WORK TO BE COMPLETED –
Transcribe the records exactly from the line with "Task: annotate every instance of the human" to the end, both included.

****************************************

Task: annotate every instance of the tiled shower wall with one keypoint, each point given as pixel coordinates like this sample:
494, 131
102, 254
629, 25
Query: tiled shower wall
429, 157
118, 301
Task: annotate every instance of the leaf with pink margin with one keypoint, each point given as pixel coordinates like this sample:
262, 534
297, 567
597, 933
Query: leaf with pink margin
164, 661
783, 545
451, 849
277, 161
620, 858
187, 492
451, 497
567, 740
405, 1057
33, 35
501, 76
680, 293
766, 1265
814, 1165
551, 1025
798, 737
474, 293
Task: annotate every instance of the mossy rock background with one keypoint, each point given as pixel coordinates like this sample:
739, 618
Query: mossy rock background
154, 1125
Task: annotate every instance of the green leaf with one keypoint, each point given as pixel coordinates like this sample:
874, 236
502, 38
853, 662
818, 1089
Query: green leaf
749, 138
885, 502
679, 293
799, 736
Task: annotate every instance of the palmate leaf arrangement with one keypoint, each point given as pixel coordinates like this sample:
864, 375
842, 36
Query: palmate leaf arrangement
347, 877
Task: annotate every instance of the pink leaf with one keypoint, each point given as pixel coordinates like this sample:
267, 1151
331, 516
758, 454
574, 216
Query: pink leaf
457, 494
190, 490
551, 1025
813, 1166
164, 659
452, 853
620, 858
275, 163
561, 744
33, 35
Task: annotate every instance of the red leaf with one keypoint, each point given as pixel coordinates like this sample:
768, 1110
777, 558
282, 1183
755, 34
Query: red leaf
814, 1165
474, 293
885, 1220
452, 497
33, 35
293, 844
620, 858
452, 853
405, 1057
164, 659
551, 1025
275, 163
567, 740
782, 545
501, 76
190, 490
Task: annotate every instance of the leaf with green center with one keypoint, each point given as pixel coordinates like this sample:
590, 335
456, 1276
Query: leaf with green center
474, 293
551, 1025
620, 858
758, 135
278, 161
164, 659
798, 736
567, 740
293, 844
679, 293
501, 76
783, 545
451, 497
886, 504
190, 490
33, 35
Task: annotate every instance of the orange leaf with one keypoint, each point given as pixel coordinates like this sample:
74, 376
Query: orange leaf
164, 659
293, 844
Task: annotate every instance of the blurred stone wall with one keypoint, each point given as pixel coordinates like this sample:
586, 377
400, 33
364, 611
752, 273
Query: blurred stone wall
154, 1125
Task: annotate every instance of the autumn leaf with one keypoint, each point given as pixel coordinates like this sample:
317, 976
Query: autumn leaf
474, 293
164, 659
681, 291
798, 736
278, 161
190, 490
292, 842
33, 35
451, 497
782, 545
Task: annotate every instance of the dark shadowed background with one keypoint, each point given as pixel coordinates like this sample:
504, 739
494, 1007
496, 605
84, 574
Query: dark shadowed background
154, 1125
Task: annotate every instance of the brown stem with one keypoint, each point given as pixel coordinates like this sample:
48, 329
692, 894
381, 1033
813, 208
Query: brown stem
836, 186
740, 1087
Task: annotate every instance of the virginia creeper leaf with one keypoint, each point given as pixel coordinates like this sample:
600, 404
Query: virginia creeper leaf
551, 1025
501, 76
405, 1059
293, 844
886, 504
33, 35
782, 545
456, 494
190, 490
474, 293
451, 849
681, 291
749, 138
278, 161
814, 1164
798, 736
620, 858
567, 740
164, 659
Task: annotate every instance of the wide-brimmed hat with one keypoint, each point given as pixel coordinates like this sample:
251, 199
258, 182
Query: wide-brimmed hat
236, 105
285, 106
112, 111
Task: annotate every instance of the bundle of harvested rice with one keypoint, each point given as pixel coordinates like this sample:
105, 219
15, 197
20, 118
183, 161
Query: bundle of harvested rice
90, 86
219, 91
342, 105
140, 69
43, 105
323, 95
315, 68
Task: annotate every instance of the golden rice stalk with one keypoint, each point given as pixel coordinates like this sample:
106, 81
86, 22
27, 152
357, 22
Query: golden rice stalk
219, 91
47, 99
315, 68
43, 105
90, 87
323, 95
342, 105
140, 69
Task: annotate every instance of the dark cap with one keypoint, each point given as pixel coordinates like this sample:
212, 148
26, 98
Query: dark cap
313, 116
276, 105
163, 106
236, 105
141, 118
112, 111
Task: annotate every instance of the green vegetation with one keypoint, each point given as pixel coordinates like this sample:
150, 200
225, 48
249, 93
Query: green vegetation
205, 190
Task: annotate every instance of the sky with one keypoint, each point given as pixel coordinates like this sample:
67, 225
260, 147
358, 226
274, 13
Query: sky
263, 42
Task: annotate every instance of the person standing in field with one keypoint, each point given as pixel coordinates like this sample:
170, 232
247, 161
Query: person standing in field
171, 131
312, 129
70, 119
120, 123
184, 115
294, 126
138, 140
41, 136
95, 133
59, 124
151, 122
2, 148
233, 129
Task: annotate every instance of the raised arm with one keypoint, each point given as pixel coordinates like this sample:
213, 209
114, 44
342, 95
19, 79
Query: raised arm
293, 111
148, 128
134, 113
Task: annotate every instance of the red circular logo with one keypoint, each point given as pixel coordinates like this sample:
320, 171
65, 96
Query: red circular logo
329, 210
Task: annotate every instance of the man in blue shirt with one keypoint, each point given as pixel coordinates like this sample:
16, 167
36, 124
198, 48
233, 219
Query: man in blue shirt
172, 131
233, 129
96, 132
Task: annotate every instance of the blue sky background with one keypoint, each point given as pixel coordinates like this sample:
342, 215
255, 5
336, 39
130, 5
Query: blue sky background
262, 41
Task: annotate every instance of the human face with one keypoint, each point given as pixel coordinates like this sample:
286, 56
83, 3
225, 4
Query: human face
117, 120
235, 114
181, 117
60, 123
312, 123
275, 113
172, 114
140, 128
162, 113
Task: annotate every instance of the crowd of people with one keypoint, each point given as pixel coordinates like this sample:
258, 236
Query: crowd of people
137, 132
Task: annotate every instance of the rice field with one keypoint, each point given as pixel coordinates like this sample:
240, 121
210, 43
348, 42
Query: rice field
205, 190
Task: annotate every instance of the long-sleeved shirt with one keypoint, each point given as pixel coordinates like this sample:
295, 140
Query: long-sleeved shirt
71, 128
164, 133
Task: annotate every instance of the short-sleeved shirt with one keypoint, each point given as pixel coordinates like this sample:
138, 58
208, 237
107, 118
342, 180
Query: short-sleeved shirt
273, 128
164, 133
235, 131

****************************************

RESPONSE –
Task: annotate every instance of the human face with one keypoint, each point given as pixel coordinates like this sample:
286, 56
83, 3
225, 4
Query: human face
117, 120
235, 114
181, 117
60, 123
312, 123
275, 113
172, 114
140, 128
162, 113
Task: annotate every instance of the crowd of people with one keypoint, each point given as pixel coordinates like this sample:
258, 236
Query: crowd of people
137, 132
Task: annotate every instance of the rice field with one keypoint, each point given as pixel coordinates like this sample:
240, 121
210, 43
348, 42
Query: rice field
205, 190
Task: annotate every instance of the long-sleeved shirt with one keypoint, each point given as pixel coordinates like this sample:
295, 140
Query: long-sleeved shirt
71, 128
164, 133
Task: annotate every instance of the short-sleeved shirt with one keypoint, each point given as pixel coordinates like this sample:
138, 58
208, 237
107, 118
342, 180
Query: short-sleeved shirt
273, 128
164, 133
235, 131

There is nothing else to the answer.